### TO DO
A. List every count of people given in the text about the Minnesota tuberculosis sanatorium, with what each count refers to.
B. According to the text about the Minnesota tuberculosis sanatorium, what does the name "Ah-Gwah-Ching" mean in the Ojibwe language?
C. Pick up the history of the Minnesota tuberculosis sanatorium and continue it from its last sentence.

### STUDY TEXT
The Minnesota State Sanatorium for Consumptives, also known as the Ah-Gwah-Ching Center, was opened in 1907 to treat tuberculosis patients. The name "Ah-Gwah-Ching" means "out-of-doors" in the Ojibwe language. The center remained a treatment center for tuberculosis until January 1, 1962. During that time, it treated nearly 14,000 patients. In 1962, it became a state nursing home known as the Ah-Gwah-Ching Nursing Home, serving geriatric patients with various mental and physical illnesses. At its peak in the 1970s, the nursing home had as many as 462 patients.

==History==
In Minnesota more than 20,000 people died of tuberculosis between 1887 and 1899. At the time the only widely accepted treatment was fresh air and a healthy environment, which stimulated the body's immune system. The therapy did not always work but, lacking a suitable alternative, officials across the country erected sanatoria to quarantine and treat patients.

### RECORD EXCERPTS
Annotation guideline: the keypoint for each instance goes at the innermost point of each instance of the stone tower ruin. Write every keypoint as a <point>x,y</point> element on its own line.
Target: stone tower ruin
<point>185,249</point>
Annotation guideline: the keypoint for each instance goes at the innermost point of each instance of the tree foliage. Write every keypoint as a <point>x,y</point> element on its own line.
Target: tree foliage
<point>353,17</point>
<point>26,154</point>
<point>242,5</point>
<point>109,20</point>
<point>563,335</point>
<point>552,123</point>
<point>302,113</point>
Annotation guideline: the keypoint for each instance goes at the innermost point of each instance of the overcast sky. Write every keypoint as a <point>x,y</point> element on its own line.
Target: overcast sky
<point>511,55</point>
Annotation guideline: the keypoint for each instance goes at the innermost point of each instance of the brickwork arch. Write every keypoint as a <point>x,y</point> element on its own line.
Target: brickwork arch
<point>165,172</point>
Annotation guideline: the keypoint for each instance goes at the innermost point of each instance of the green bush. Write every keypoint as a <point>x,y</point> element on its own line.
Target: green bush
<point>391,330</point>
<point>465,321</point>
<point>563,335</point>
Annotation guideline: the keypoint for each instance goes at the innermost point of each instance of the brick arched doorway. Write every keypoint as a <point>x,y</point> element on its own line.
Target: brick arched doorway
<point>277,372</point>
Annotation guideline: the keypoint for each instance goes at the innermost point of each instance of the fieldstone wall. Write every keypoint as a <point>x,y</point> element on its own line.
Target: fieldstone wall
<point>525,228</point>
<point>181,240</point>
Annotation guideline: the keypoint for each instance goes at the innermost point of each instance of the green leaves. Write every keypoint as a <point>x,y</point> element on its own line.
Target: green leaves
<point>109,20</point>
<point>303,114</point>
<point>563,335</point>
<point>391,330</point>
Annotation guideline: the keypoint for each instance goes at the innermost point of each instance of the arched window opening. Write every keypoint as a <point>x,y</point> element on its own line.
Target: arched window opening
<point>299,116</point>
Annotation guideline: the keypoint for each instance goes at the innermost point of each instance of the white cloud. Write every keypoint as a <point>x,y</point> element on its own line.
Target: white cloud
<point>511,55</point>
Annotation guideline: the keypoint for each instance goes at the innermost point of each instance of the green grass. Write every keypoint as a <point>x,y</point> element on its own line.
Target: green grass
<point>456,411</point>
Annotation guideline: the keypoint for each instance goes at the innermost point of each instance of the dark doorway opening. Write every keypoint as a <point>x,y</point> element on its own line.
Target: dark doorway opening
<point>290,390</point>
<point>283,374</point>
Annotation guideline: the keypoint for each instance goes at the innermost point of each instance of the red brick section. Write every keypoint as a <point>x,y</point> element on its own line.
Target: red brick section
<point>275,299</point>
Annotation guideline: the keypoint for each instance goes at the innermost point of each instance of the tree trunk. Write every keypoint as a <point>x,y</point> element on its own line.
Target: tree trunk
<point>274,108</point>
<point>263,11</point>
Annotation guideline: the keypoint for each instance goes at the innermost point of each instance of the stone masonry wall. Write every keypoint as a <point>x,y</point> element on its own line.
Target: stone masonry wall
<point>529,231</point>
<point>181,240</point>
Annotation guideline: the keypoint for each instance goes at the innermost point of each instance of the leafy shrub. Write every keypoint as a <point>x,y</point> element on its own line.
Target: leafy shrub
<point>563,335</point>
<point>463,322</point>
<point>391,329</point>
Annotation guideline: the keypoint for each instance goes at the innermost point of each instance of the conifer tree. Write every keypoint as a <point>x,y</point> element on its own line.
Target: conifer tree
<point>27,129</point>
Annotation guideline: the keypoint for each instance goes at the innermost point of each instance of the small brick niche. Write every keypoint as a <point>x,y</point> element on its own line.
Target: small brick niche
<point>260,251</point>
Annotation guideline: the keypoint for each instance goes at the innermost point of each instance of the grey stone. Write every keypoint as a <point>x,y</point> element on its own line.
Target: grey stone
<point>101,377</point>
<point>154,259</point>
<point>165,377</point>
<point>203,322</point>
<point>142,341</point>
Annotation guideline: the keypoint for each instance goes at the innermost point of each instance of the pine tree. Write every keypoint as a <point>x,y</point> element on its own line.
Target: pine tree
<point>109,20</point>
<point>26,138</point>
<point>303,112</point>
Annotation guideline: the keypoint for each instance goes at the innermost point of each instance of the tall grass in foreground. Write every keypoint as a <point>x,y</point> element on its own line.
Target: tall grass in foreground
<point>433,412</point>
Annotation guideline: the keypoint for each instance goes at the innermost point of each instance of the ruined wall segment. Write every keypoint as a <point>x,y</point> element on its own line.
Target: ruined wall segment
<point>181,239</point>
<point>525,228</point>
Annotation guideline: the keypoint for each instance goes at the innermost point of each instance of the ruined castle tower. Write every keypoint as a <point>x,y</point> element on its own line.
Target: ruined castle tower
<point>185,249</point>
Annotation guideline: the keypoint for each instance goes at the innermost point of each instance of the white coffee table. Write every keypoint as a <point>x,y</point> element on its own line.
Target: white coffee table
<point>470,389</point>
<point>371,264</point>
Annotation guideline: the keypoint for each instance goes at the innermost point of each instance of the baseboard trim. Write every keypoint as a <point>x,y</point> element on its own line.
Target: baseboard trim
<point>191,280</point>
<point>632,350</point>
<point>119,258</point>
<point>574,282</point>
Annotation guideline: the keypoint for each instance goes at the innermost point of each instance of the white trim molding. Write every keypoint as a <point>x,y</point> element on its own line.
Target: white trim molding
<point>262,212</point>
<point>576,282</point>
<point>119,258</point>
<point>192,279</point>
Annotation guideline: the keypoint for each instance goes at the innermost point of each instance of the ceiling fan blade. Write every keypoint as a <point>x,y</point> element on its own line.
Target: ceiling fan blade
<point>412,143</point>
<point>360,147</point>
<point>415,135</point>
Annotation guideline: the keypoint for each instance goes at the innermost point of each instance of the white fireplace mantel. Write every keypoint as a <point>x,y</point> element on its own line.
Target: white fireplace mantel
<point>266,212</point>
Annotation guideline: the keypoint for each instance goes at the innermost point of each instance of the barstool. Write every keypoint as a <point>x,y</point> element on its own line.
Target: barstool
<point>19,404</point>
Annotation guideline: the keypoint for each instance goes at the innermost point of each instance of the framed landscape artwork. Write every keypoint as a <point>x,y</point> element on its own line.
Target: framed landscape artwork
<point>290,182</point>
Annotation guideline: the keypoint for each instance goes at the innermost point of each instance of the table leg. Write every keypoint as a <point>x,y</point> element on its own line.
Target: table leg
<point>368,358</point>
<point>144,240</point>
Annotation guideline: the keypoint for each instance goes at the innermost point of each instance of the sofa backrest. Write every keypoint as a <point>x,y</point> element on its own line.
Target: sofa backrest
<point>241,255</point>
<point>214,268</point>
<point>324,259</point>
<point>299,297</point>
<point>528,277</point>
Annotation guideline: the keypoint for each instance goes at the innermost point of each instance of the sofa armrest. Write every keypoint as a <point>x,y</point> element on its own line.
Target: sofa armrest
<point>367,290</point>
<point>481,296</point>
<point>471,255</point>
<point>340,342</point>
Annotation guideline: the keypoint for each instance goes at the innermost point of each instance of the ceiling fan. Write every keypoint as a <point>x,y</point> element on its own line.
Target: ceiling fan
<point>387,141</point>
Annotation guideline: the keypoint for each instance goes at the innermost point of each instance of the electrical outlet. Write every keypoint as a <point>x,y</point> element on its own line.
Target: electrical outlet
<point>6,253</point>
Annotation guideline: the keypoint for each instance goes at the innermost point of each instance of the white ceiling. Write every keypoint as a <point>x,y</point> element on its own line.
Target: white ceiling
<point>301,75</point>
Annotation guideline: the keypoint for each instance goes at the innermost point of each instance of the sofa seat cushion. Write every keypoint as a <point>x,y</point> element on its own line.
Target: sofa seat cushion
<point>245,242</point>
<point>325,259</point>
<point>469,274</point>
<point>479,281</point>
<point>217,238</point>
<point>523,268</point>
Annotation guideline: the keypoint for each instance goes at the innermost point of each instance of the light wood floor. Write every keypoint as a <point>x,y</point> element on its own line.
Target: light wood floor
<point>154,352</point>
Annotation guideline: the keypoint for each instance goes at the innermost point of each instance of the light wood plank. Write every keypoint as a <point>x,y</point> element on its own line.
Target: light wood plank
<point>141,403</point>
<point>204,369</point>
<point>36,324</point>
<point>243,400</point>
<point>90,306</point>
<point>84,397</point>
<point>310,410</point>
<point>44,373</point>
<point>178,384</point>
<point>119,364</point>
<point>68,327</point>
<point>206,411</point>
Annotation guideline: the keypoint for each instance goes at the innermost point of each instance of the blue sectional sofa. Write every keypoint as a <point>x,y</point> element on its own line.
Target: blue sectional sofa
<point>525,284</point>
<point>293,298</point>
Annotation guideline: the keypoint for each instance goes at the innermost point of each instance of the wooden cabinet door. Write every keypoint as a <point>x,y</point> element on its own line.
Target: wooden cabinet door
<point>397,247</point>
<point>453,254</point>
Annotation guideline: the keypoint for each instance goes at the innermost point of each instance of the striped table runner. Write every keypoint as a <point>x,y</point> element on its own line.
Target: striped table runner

### ANSWERS FOR THE EXERCISE
A.
- More than 20,000: people in Minnesota who died of tuberculosis between 1887 and 1899
- Nearly 14,000: patients the center treated while it was a tuberculosis treatment center
- 462: patients at the nursing home at its peak in the 1970s

B. It means "out-of-doors."

C.
In 1906 construction began for the Minnesota State Sanatorium for Consumptives about 3 mi south of the city of Walker. Overlooking Shingobee Bay on the south shore of Leech Lake, the hospital evolved into a massive complex of distinctive buildings exhibiting Colonial Revival, Tudor Revival, and Spanish Colonial Revival styles.

The sanatorium adopted new procedures as they arose. Artificial pneumothorax, for example, involved collapsing a diseased lung, which inhibited growth of tubercle bacilli. Patients survived on one lung while the damaged one healed. Then, in the 1940s, came antibiotics, which were so successful at killing the bacterium that tuberculosis was almost eradicated in the U.S. by the 1960s.

As cases plummeted, tuberculosis hospitals began closing. After serving nearly 14,000 patients, the Minnesota Sanatorium was shuttered in 1962, eventually reopening as a nursing home. The facility was added to the National Register of Historic Places in 2001, and was delisted in 2019, after the facility's demolition.

It closed in 2008, and the state divided the land, giving fifty acres to the Minnesota Department of Natural Resources for a wildlife management area, selling sixty acres to Cass County at a low price for its use, and offering the remainder for public sale. All buildings at the site, with the exception of a small gazebo, have been torn down, and the site has been made ready for future development.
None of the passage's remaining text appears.